-- begin Source text --
The shredded material is separated by the one or more primary separator units into the respective diaper materials, such as fluff and plastic. Thus, at step 210, the plastic is separated from the fluff, and at step 220, the fluff is separated from the plastic. In one aspect, these steps are performed substantially simultaneously. For example, a separator unit may be provided for separating the materials and comprises an inlet for receiving the materials (such as, but not limited to, the shredded material), means for separating the materials, and a first and second outlet for respective first and second materials (such as, but not limited to, fluff and plastic, respectively).
As described above, in one aspect the separator unit comprises a housing and separation cone for separating the materials. The separation cone is positioned within the housing and defines a space between the separation cone and the housing. The space may be configured for receiving separated fluff, such as through one or more apertures in the separation cone, and is in operative communication with the first outlet. The separation cone comprises an upper portion that is in operative communication with the inlet, and a lower portion in operative communication with the second outlet. The step of separating the materials may also comprise driving or drawing air into the separator unit to agitate or vacuum the materials, respectively, via air communication means.
-- end Source text --
-- begin Recorded information --
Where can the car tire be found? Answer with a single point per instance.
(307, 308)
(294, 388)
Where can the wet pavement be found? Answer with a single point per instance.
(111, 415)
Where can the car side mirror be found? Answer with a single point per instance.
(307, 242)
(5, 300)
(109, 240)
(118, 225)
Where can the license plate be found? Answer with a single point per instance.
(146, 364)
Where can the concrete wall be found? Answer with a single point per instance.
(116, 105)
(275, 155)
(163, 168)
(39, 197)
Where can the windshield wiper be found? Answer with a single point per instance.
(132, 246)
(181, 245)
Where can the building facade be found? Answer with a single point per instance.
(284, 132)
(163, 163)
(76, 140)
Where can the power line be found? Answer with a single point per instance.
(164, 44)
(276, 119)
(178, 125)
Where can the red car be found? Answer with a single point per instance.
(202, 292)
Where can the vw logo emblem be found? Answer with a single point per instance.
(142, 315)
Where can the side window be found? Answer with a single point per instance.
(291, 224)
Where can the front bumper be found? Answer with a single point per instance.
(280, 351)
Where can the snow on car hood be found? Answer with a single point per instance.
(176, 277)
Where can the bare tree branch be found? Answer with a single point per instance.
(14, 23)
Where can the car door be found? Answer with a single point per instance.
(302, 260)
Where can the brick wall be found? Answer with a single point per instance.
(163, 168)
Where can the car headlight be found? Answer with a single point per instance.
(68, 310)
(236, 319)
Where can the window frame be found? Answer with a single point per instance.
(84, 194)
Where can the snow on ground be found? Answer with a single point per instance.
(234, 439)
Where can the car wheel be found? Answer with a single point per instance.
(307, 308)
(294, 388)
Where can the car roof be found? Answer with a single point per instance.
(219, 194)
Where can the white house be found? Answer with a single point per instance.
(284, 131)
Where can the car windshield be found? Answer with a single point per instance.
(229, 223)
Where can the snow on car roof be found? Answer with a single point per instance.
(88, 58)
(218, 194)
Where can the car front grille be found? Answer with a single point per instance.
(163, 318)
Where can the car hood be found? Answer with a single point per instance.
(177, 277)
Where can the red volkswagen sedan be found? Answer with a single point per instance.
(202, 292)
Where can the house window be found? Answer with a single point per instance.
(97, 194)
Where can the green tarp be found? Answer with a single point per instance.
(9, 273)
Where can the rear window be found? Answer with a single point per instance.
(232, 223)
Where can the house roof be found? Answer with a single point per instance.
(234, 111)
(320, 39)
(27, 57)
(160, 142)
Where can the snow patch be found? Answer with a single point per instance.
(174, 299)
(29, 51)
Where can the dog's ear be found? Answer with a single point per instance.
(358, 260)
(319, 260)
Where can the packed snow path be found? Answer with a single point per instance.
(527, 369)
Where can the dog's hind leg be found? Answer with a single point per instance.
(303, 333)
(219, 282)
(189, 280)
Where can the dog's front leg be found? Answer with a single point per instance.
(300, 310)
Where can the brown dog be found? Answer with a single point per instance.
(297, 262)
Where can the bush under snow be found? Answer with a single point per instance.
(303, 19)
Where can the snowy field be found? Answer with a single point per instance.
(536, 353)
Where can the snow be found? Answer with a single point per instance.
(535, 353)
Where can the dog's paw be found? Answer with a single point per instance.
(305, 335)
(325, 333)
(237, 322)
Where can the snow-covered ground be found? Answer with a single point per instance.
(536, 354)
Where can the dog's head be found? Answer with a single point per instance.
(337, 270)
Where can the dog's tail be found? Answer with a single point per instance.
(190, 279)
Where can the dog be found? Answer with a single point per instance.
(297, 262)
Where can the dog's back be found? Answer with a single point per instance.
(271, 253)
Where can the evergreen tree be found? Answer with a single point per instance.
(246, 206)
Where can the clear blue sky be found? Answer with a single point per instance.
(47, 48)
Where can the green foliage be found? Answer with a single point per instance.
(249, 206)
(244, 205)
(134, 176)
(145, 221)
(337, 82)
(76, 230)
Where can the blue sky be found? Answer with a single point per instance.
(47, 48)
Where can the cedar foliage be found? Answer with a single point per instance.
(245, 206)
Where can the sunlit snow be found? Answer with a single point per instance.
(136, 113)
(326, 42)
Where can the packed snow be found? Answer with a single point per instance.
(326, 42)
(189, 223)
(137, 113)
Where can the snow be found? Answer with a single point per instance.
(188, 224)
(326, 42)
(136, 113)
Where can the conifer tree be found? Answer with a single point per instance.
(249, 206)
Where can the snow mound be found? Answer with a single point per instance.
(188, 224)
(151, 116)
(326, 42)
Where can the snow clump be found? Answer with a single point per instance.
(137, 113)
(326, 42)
-- end Recorded information --
:: What needs to be done ::
According to the separator-unit text, which outlet is the lower portion of the separation cone in operative communication with? These records were drawn from a separate source.

:: Task output ::
The second outlet.